How to complete this task:
The records below should be set down in full, please, without any change.

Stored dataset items
====================

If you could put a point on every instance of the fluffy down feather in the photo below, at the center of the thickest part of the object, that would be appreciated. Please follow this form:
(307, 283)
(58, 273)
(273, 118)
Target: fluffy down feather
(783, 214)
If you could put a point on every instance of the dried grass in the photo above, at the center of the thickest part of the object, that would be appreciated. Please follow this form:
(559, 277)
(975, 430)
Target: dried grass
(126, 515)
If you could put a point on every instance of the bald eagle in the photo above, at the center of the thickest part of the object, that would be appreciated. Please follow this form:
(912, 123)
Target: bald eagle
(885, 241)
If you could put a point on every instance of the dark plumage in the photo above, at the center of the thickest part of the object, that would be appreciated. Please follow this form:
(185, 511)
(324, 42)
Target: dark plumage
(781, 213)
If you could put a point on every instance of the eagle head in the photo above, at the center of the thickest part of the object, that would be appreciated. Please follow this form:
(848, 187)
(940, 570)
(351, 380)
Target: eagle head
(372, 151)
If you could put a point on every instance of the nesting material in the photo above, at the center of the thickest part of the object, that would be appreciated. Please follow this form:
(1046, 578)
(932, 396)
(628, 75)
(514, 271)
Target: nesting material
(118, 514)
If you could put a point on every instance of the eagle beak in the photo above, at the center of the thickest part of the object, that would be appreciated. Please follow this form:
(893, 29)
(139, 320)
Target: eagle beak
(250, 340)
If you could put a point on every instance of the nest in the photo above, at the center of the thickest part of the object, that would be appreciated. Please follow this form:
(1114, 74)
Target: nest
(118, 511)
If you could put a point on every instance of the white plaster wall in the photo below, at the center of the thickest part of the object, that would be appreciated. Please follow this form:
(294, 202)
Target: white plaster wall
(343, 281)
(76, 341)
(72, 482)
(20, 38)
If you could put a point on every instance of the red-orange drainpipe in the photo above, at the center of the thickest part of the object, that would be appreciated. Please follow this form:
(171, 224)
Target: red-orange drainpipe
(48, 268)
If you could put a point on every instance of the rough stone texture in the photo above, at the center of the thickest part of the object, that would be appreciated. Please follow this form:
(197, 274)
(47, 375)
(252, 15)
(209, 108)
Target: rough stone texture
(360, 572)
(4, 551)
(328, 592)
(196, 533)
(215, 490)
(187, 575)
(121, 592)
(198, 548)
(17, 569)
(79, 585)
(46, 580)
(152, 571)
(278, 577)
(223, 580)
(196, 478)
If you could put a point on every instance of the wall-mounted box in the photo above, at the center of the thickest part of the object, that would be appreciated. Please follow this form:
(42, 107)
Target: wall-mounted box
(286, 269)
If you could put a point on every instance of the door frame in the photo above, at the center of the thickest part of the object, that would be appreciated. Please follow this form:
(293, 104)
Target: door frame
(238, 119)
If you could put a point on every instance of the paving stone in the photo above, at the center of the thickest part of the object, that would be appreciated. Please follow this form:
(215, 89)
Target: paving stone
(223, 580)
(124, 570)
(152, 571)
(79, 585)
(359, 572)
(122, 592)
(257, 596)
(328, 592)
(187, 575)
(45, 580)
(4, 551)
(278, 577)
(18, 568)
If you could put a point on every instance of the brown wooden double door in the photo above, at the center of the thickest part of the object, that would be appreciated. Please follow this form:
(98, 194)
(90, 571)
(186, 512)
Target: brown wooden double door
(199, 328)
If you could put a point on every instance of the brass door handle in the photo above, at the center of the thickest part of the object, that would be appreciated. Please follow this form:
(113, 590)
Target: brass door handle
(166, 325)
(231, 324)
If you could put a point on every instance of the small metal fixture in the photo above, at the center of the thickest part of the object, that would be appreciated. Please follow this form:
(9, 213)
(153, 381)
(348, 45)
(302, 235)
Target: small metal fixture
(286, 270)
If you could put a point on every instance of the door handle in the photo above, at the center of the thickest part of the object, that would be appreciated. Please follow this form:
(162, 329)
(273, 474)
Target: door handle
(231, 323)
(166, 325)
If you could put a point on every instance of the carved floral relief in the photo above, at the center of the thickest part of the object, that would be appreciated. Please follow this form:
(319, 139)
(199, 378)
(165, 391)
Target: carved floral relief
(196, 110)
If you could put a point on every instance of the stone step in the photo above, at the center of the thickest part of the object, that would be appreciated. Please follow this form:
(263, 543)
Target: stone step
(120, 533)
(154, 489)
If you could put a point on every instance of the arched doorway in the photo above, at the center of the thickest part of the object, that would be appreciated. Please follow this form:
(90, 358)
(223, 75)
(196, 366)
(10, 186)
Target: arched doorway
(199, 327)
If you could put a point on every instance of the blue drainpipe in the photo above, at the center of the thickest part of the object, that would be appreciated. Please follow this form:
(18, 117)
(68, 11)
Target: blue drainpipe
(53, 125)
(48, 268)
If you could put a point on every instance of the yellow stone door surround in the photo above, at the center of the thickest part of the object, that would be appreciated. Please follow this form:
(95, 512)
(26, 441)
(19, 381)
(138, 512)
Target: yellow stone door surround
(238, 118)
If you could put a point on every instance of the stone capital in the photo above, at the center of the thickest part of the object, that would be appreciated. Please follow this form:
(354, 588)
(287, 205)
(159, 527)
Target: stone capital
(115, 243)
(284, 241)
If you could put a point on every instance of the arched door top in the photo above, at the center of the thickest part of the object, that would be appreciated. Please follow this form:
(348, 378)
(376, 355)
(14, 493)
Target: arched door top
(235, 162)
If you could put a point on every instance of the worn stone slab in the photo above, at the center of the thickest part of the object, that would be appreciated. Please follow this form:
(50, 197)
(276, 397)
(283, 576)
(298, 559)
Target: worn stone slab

====================

Your solution:
If you could put a point on every instance of the fluffy down feather in the photo below, at the center of the thickest part of the object, that would be appreciated. Please follow this form:
(307, 283)
(58, 273)
(273, 118)
Target: fluffy down feather
(783, 214)
If you could put a point on every instance of the dried grass in the photo above, at the center of the thickest part of the object, that would be appreciated. Please follow this form:
(559, 277)
(975, 430)
Target: dried grass
(126, 515)
If you could put a point on every instance of the bald eagle in the photo above, at the center of the thickest part of the object, that would be appreciated. Please follow this form:
(912, 123)
Target: bald eagle
(885, 241)
If you could put a point on every instance of the dark plumage in the photo above, at the center of the thickest part of the object, that would be appreciated. Please follow this form:
(185, 511)
(324, 42)
Target: dark plumage
(781, 213)
If you could put a point on every instance of the eagle head in the photo above, at the center of the thickest part of the object, that would be appreciated. Please follow this form:
(848, 187)
(940, 570)
(351, 380)
Target: eagle head
(372, 151)
If you could put a point on every instance of the nesting material in the photo above, at the center of the thickest part of the object, that would be appreciated. Please follow this form:
(1046, 578)
(932, 396)
(628, 75)
(514, 271)
Target: nesting material
(118, 514)
If you could put a point on every instance of the eagle beak in the photo above, at the center of the thickest part of the object, that would be appreciated. Please follow this form:
(893, 29)
(139, 320)
Target: eagle beak
(250, 340)
If you could put a point on every instance of the nest in the photo above, at the center of the thickest part of the object, that would be appreciated. Please follow this form:
(1114, 74)
Target: nest
(118, 511)
If you could put a point on every instance of the white plaster wall in the photo below, at the center of the thickest part of the object, that would be appreciated. Please follow this form:
(294, 202)
Target: white plaster wall
(343, 281)
(76, 341)
(72, 482)
(20, 38)
If you could put a point on every instance of the red-orange drainpipe in the photo above, at the center of the thickest part of the object, that would be appreciated. Please follow this form:
(171, 224)
Target: red-orange drainpipe
(48, 268)
If you could put a point on every instance of the rough stone texture in the photo above, at the center of the thickest part of the object, that would be appreciated. Please follow this form:
(197, 274)
(47, 375)
(252, 15)
(209, 108)
Target: rough stone texture
(360, 572)
(4, 551)
(328, 592)
(196, 533)
(215, 490)
(187, 575)
(121, 592)
(198, 548)
(17, 569)
(79, 585)
(46, 580)
(152, 571)
(278, 577)
(223, 580)
(196, 478)
If you could put a point on every instance of the wall-mounted box in the photo above, at the center of the thickest part of the object, that would be appreciated. Please follow this form:
(42, 107)
Target: wall-mounted box
(286, 269)
If you could put a point on every instance of the door frame in the photo above, at the center of the thickest part of the object, that would be appreciated. Please follow this form:
(293, 104)
Target: door frame
(238, 119)
If you could put a point on every instance of the paving stone in the photo above, at the center of the thickest part of the object, that would be appreciated. Please follow this form:
(215, 89)
Target: paving stone
(223, 580)
(124, 570)
(152, 571)
(79, 585)
(359, 572)
(122, 592)
(257, 596)
(328, 592)
(187, 575)
(45, 580)
(4, 551)
(278, 577)
(18, 568)
If you could put a point on every instance of the brown wooden double door in the photo above, at the center of the thickest part of the object, that would be appreciated. Please follow this form:
(98, 194)
(90, 571)
(186, 512)
Target: brown wooden double door
(199, 328)
If you could put a point on every instance of the brass door handle in the photo above, at the center of the thickest part of the object, that would be appreciated. Please follow this form:
(113, 590)
Target: brass door handle
(166, 325)
(231, 324)
If you could put a point on every instance of the small metal fixture in the photo above, at the center of the thickest part of the object, that would be appreciated. Please follow this form:
(9, 213)
(153, 381)
(348, 45)
(302, 235)
Target: small metal fixture
(286, 270)
If you could put a point on every instance of the door handle in the photo above, at the center of the thickest part of the object, that would be appreciated. Please follow this form:
(162, 329)
(273, 474)
Target: door handle
(231, 323)
(166, 325)
If you could put a point on every instance of the carved floral relief in the photo above, at the center of the thickest part of the object, that would be appreciated. Please follow this form:
(319, 139)
(199, 378)
(165, 391)
Target: carved floral relief
(196, 110)
If you could put a point on every instance of the stone step in the photo above, at the center of the thickest part of the object, that would be appreciated. Please follow this form:
(263, 543)
Target: stone step
(120, 533)
(154, 489)
If you could put a point on every instance of the arched doorway in the photo above, at the center of the thickest part of the object, that would be appreciated. Please follow this form:
(90, 358)
(223, 75)
(196, 366)
(10, 186)
Target: arched doorway
(199, 327)
If you could put a point on every instance of the blue drainpipe in the photo above, at the center of the thickest part of the object, that would be appreciated. Please follow this form:
(18, 117)
(68, 11)
Target: blue drainpipe
(53, 125)
(48, 268)
If you could put a point on every instance of the yellow stone door surround in the photo above, at the center of the thickest part of the object, that would be appreciated. Please follow this form:
(95, 512)
(26, 441)
(19, 381)
(138, 512)
Target: yellow stone door surround
(238, 118)
If you could put a point on every instance of the stone capital in the photo above, at the center of the thickest part of the object, that would be appreciated. Please follow this form:
(354, 588)
(287, 205)
(159, 527)
Target: stone capital
(115, 243)
(284, 241)
If you could put a point on every instance of the arched door top in the photo above, at the center of the thickest part of the object, that would be appreciated. Please follow this form:
(348, 378)
(376, 355)
(14, 493)
Target: arched door top
(235, 162)
If you could put a point on every instance of the worn stone slab in the photo above, at the center of the thickest part of the object, that would be appreciated. Please follow this form:
(50, 197)
(276, 397)
(283, 576)
(298, 559)
Target: worn stone slab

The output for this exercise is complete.